Location: Underway to Fernando de Noronha
With the newest chapter of this incredible 90-day journey has just begun, it is surprising how easily we all slip back into the familiar routine of passage life. A return to the rhythmic 4 hours on and 8 hours off, a cycle which defines our days at sea is a very bittersweet thing. On the one hand, is the fact that we have just left such a uniquely beautiful and isolated island, and on the other, is the anticipation of all that Brazil will hold, as well as an opportunity to really buckle down and get some schoolwork out of the way.
This morning was not the morning to catch up on sleep; with the first test of this semester in the early afternoon, most were up earlier than usual, taking care of some last-minute studying. Marine Biology, is the subject upon which we were being tested, was an almost constant topic of conversation. Post exam, there was a distinct air of relaxation and relief to finally have it out of the way.

───

DIRECTIONS FOR THIS TASK
Decide whether each statement agrees with the log entry above. Answer yes or no for each, quoting the exact words from the entry that settle it.
(a) The journey lasts 90 days.
(b) The watch cycle at sea is 4 hours on and 8 hours off.
(c) The first test of the semester took place in the early morning.

───

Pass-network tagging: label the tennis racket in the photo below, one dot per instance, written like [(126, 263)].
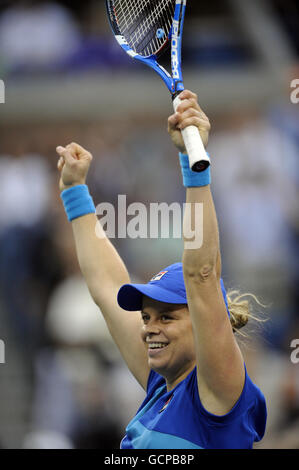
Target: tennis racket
[(144, 29)]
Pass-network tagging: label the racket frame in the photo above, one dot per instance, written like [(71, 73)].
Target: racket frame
[(173, 82)]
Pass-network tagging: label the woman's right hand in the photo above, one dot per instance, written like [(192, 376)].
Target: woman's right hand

───

SOLUTION TO THE PROBLEM
(a) Yes: "this incredible 90-day journey"
(b) Yes: "the rhythmic 4 hours on and 8 hours off"
(c) No: "with the first test of this semester in the early afternoon"